LISTED RECORDS: Begin

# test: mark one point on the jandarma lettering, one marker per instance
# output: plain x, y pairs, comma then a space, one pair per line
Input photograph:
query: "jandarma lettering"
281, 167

LISTED RECORDS: End

**EXERCISE**
From the data above, copy each line exactly.

**SOLUTION TO THIS TASK**
# test: mark one point on the jandarma lettering, one marker per instance
# output: plain x, y pairs, comma then a space, one pair per line
Input photograph:
query: "jandarma lettering"
281, 167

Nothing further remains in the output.